▶ [Record list]
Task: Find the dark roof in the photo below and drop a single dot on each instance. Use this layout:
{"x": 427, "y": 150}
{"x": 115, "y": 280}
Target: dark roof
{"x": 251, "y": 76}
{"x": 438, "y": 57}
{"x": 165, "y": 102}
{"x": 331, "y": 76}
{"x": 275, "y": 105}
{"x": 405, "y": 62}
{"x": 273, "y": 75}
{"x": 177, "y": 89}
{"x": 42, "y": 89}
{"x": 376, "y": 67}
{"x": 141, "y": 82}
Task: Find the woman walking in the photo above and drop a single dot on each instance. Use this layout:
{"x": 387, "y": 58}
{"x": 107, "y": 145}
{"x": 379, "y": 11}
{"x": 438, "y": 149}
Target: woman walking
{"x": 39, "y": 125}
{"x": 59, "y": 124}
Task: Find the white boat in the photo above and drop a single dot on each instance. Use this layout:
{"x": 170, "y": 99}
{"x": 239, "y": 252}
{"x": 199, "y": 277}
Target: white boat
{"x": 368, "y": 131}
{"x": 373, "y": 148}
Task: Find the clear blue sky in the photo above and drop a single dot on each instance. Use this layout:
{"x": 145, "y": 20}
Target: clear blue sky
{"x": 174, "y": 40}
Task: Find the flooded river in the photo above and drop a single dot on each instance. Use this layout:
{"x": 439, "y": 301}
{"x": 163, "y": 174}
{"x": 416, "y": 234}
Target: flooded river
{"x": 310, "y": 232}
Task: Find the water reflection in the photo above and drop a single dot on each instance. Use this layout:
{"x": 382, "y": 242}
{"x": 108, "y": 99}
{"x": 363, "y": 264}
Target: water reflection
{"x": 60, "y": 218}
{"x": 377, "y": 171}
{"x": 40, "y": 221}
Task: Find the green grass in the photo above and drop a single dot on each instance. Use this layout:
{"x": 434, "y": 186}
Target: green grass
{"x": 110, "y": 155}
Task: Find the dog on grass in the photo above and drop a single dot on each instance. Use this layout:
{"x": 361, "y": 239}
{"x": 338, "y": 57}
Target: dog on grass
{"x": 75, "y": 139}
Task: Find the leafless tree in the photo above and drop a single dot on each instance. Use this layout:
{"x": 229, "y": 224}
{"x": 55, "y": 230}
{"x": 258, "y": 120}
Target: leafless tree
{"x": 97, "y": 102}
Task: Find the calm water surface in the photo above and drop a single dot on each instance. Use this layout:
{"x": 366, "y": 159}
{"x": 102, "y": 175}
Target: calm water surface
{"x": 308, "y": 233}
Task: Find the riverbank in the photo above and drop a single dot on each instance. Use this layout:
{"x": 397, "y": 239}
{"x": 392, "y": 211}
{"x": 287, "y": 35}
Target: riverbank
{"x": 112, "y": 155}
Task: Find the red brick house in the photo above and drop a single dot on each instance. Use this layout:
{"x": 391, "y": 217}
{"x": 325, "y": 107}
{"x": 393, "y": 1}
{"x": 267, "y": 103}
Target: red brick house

▶ [Task] Convert every line of the entries above into a Markdown table with the columns Row and Line, numbering the rows in order and omitting blank lines.

▶ [Expected output]
| Row | Line |
|---|---|
| 1 | Task: Find the dark roof in the photo below and drop a single dot on each instance. Use this layout: |
| 2 | {"x": 427, "y": 150} |
| 3 | {"x": 115, "y": 280} |
| 4 | Target: dark roof |
| 5 | {"x": 251, "y": 76} |
| 6 | {"x": 438, "y": 57} |
| 7 | {"x": 165, "y": 102} |
| 8 | {"x": 331, "y": 76} |
| 9 | {"x": 275, "y": 105} |
| 10 | {"x": 405, "y": 62} |
| 11 | {"x": 273, "y": 75} |
| 12 | {"x": 177, "y": 89} |
| 13 | {"x": 42, "y": 89} |
| 14 | {"x": 376, "y": 67} |
| 15 | {"x": 141, "y": 82} |
| 16 | Task: Find the woman walking in the photo above and drop a single dot on each instance. Use this layout: |
| 17 | {"x": 387, "y": 58} |
| 18 | {"x": 107, "y": 145} |
| 19 | {"x": 379, "y": 11} |
| 20 | {"x": 438, "y": 149} |
| 21 | Target: woman walking |
| 22 | {"x": 39, "y": 125} |
| 23 | {"x": 59, "y": 124} |
| 24 | Task: Find the white boat in the photo above and drop a single dot on each instance. Use this layout: |
| 25 | {"x": 170, "y": 99} |
| 26 | {"x": 239, "y": 252} |
| 27 | {"x": 199, "y": 277} |
| 28 | Target: white boat |
| 29 | {"x": 368, "y": 131} |
| 30 | {"x": 373, "y": 148} |
| 31 | Task: Find the clear blue sky in the photo above and drop a single dot on each instance. Use this layout: |
| 32 | {"x": 145, "y": 20} |
| 33 | Target: clear blue sky |
| 34 | {"x": 174, "y": 40} |
| 35 | Task: Find the flooded river in the photo above and drop a single dot on each instance. Use this layout: |
| 36 | {"x": 439, "y": 301} |
| 37 | {"x": 163, "y": 174} |
| 38 | {"x": 416, "y": 234} |
| 39 | Target: flooded river |
| 40 | {"x": 310, "y": 232} |
| 41 | Task: Find the water reflection in the photo above and drop a single dot on each instance. Use this layout: |
| 42 | {"x": 382, "y": 242} |
| 43 | {"x": 108, "y": 99} |
| 44 | {"x": 363, "y": 264} |
| 45 | Target: water reflection |
| 46 | {"x": 60, "y": 218} |
| 47 | {"x": 377, "y": 171} |
| 48 | {"x": 40, "y": 221} |
| 49 | Task: Find the green grass in the photo above and drop a single dot on each instance. Use this layout: |
| 50 | {"x": 434, "y": 186} |
| 51 | Target: green grass |
| 52 | {"x": 110, "y": 155} |
| 53 | Task: Find the dog on grass in the photo above and drop a single dot on each instance. Use this layout: |
| 54 | {"x": 361, "y": 239} |
| 55 | {"x": 338, "y": 57} |
| 56 | Target: dog on grass |
| 57 | {"x": 75, "y": 139} |
| 58 | Task: Find the leafless tree in the photo above and drop a single dot on each instance. Use this layout: |
| 59 | {"x": 229, "y": 224} |
| 60 | {"x": 55, "y": 230} |
| 61 | {"x": 258, "y": 120} |
| 62 | Target: leafless tree |
| 63 | {"x": 97, "y": 102} |
| 64 | Task: Find the calm water surface in the photo above and drop a single dot on each instance. Use this layout: |
| 65 | {"x": 366, "y": 159} |
| 66 | {"x": 102, "y": 175} |
| 67 | Target: calm water surface |
| 68 | {"x": 308, "y": 233} |
| 69 | Task: Find the riverbank in the photo above and drop a single dot on each instance. Use this layout: |
| 70 | {"x": 397, "y": 239} |
| 71 | {"x": 392, "y": 211} |
| 72 | {"x": 287, "y": 35} |
| 73 | Target: riverbank |
| 74 | {"x": 112, "y": 155} |
| 75 | Task: Find the red brick house in the photo above and drop a single dot on each instance. Use this layout: |
| 76 | {"x": 391, "y": 217} |
| 77 | {"x": 325, "y": 107} |
| 78 | {"x": 393, "y": 1} |
| 79 | {"x": 267, "y": 103} |
| 80 | Target: red brick house |